Text block
[Start of Attachment]

Why I built a landing page generator

Sometimes you need to spin up a landing page quickly. You have the copy — what you don't always have is a clear direction for how to lay it out. I built a tool for that.

Landing pages often arrive as a Word document: headlines, body copy, CTAs, maybe a note about an image or two. The words are there. The timeline is usually tight. What is missing is a shared sense of how that information should be structured on the page — which sections come first, where a carousel might work, how dense or spacious the layout should feel.

That gap slows everything down. Without a layout direction, a developer is left guessing. There is nothing concrete to react to. A designer may not be available at the pace the project needs. And asking someone "how do you want this laid out?" rarely produces a useful answer — they know what they want to say, not necessarily how it should be arranged on screen.

I built the landing page generator to shorten that step. Upload the document, and the tool proposes a full-page layout — a starting point you can share, discuss, and refine, rather than a blank page and a wall of text.

Working from the copy you already have

The input is a .docx file — the same copy document you would already be working from. It can include more than prose: suggested links, calls to action, where images might sit, whether something could work as a carousel, or other layout hints. The tool reads those signals and uses them when deciding how to structure the page.

[End of Attachment]

Instructions to follow
Pick up the landing page generator post after its last sentence and keep writing it in the same voice.

Information supplied
[Start of Attachment]

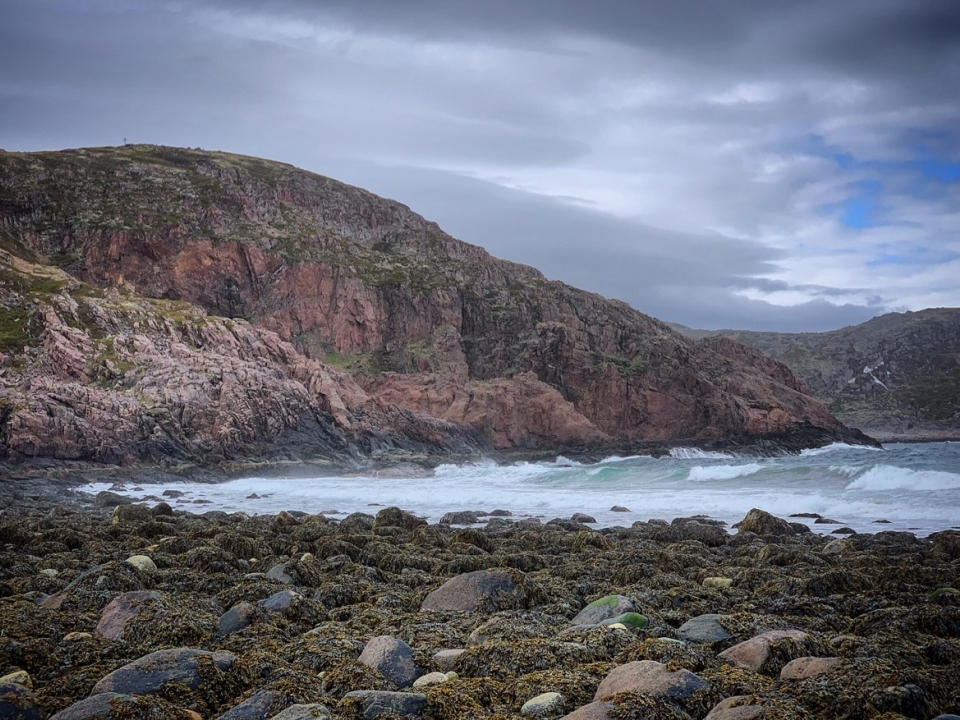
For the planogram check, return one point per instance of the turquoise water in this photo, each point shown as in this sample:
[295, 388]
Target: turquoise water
[914, 486]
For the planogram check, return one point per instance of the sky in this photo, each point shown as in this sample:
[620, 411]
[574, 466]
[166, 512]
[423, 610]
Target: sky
[787, 165]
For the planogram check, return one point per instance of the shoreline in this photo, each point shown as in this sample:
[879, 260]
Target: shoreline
[289, 601]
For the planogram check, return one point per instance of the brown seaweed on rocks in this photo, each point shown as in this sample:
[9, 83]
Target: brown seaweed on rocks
[885, 605]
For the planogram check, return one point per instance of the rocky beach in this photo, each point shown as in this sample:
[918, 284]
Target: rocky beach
[112, 609]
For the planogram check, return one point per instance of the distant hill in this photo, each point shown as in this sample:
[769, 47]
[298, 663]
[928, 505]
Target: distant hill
[896, 376]
[173, 306]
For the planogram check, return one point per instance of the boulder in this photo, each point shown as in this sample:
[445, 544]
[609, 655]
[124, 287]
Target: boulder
[605, 608]
[434, 678]
[395, 517]
[142, 563]
[753, 654]
[120, 706]
[461, 517]
[254, 707]
[650, 678]
[807, 667]
[17, 702]
[728, 709]
[121, 610]
[148, 674]
[446, 658]
[105, 498]
[763, 523]
[280, 602]
[482, 590]
[311, 711]
[129, 514]
[279, 573]
[391, 658]
[703, 629]
[161, 509]
[600, 710]
[377, 703]
[544, 705]
[237, 618]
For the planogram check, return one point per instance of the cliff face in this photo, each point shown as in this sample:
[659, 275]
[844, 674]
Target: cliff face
[336, 277]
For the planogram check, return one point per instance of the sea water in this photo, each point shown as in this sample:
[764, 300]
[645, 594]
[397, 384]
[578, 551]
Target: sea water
[915, 487]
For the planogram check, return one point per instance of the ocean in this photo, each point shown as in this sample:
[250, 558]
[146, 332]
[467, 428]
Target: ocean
[915, 487]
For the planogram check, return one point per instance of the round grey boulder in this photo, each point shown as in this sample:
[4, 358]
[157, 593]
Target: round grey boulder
[391, 658]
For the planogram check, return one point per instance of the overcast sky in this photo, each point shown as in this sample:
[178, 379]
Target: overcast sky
[758, 164]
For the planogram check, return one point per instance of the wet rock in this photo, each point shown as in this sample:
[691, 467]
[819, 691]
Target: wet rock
[391, 658]
[279, 573]
[605, 608]
[754, 654]
[121, 610]
[806, 667]
[307, 711]
[763, 523]
[17, 702]
[161, 509]
[730, 709]
[356, 524]
[651, 678]
[237, 618]
[482, 590]
[446, 658]
[148, 674]
[255, 707]
[142, 563]
[703, 629]
[120, 706]
[434, 678]
[130, 514]
[544, 705]
[461, 517]
[377, 703]
[280, 602]
[17, 677]
[395, 517]
[600, 710]
[105, 498]
[717, 582]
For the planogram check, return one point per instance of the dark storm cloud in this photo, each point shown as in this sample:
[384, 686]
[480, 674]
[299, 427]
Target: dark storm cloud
[563, 134]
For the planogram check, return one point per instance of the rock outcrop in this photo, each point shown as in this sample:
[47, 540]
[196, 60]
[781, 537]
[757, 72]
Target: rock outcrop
[896, 376]
[176, 306]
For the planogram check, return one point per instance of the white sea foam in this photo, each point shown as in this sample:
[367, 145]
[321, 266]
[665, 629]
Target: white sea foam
[836, 447]
[889, 477]
[701, 473]
[697, 454]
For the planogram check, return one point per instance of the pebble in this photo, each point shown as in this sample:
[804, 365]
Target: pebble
[546, 704]
[142, 562]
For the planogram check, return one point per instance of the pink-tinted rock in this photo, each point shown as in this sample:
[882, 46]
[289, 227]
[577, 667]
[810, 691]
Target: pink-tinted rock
[807, 667]
[753, 654]
[728, 710]
[651, 678]
[121, 610]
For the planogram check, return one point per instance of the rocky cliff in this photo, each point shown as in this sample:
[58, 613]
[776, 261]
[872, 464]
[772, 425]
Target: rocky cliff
[896, 376]
[145, 272]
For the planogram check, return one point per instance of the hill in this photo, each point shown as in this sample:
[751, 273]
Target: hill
[896, 376]
[121, 259]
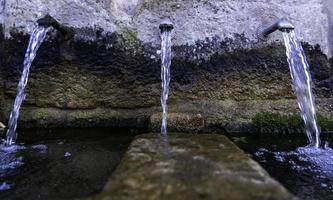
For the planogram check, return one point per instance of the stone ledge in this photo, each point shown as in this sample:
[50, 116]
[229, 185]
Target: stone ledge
[189, 167]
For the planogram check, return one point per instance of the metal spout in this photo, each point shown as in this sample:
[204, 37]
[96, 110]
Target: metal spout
[166, 25]
[49, 21]
[282, 25]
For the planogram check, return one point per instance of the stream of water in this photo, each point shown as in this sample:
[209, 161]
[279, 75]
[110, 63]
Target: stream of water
[36, 39]
[165, 75]
[302, 84]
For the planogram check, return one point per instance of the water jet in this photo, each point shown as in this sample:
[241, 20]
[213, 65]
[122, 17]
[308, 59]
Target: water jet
[301, 77]
[166, 28]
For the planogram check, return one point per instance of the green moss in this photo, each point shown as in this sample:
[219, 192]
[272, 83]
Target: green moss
[130, 36]
[325, 123]
[270, 121]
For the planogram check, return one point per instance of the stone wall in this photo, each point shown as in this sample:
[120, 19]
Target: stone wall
[108, 72]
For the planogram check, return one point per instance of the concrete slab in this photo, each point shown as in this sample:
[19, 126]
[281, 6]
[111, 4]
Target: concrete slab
[187, 166]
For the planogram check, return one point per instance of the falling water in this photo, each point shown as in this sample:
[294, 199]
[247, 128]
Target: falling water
[36, 40]
[165, 75]
[302, 83]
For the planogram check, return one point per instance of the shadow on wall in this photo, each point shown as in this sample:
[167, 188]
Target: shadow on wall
[328, 6]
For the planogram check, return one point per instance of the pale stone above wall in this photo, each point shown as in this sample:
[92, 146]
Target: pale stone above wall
[194, 20]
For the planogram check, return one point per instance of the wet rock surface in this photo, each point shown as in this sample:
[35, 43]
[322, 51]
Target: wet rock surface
[108, 74]
[106, 83]
[189, 167]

[End of Attachment]

Task output
That was the point. I didn't want a separate briefing process. I wanted to take what you already have and turn it into something visual.

Exploring layout direction, not just wireframing

A wireframe can show block placement, but it rarely helps anyone picture how the copy actually flows on a finished page. I wanted full-fidelity sections — real hierarchy, spacing, and component choices — so you can look at one interpretation and say "yes, something like this" or "no, lead with the testimonial instead."

Seeing the copy in context does something a Word document cannot. A paragraph that reads fine on paper can feel cramped or over-written once it sits in a hero, a feature grid, or a testimonial block. The mockup makes those mismatches obvious — which sections are carrying too much copy, where text needs to be scaled back, where a headline is doing the work of a paragraph. That editorial feedback often surfaces before build starts, when changes are still cheap.

The document is interpreted by an external LLM via your own API key. If you include reference websites, those get scanned for brand cues — colour, typography, general tone — so the suggested layout feels closer to the brand than a generic template.

Sharing the direction

A layout proposal only helps if people can see it. Results are saved to Cloudflare Workers KV, so each generation gets a URL you can share internally or pass along for feedback.

There are two views. A presentation view shows the mockup only — enough to get a reaction without the tool around it. The full tool view is for working through how the copy was interpreted or comparing approaches before build work starts.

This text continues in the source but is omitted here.